### SOURCE EXTRACT
——

Software Design

uap is designed as a plugin architecture. The plugins are internally called steps. Two different types of steps exist, the source and processing steps. Source steps are used to include data from outside the destination path (see Destination_path Section) into the analysis. Processing steps are blueprints. Each step corresponds to the blueprint of a single data processing where uap itself controls the ordered execution of the plugged in so called steps. Steps are organized in a dependency graph (a directed acyclic graph) – every step may have one or more parent steps, which may in turn have other parent steps, and so on. Steps without parents are usually sources which provide source files, for example FASTQ files with the raw sequences obtained from the sequencer, genome sequence databases or annotation tracks.

Each step defines a number of runs and each run represents a piece of the entire data analysis, typically at the level of a single sample. A certain run of a certain step is called a task. While the steps only describe what needs to be done on a very abstract level, it is through the individual runs of each step that a uap wide list of actual tasks becomes available. Each run may provide a number of output files which depend on output files of one or several runs from parent steps.

To make the relationship between tasks, steps and runs more clear, we look at one example from a configuration file:

The status request output of

uap index_mycoplasma_genitalium_ASM2732v1_genome.yaml status

is

Waiting tasks
-------------
[w] bowtie2_index/Mycoplasma_genitalium_index-download
[w] bwa_index/Mycoplasma_genitalium_index-download
[w] fasta_index/download
[w] segemehl_index/Mycoplasma_genitalium_genome-download

Ready tasks
-----------
[r] M_genitalium_genome/download

 tasks: 5 total, 4 waiting, 1 ready

Here are 5 tasks listed. The first one is ‘’bowtie2_index/Mycoplasma_genitalium_index-download’‘. The first part is the step ‘’bowtie2_index’’ which is defined in the configuration file. The second part is the specific run ‘’Mycoplasma_genitalium_index-download’‘.

Source steps define a run for every input sample, and a subsequent step may:

  • define the same number of runs,
  • define more runs (for example when R1 and R2 reads in a paired-end RNASeq experiment should be treated separately),
  • define fewer runs (usually towards the end of a pipeline, where results are summarized).

——

According to the uap software design text, when might a subsequent step define more runs than its source step, and when might it define fewer?

### INPUT DATA
——

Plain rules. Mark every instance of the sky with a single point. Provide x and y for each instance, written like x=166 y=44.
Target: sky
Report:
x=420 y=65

——

### EXERCISE RESPONSE
A subsequent step may define more runs when, for example, R1 and R2 reads in a paired-end RNASeq experiment should be treated separately. It may define fewer runs usually toward the end of a pipeline, where results are summarized.